* _Work order_
Repeat the records word for word, excluding any picture.

* _Given records_
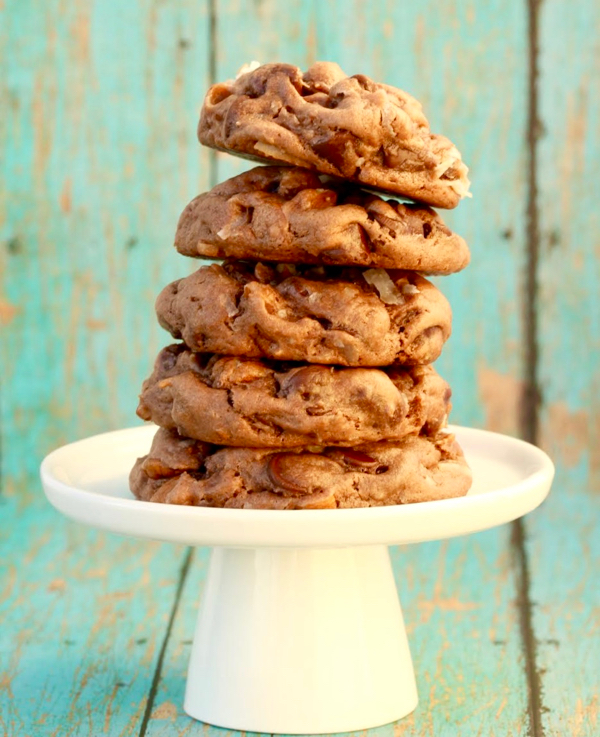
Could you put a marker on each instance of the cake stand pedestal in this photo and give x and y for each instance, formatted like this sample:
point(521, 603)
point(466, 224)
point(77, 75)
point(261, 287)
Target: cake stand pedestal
point(300, 629)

* _Task output_
Could you put a marker on each instance of the cake stand pedestal in this photo and give x and y for each instance, formatted like this sample:
point(521, 603)
point(466, 224)
point(77, 75)
point(261, 287)
Target: cake stand pedestal
point(300, 629)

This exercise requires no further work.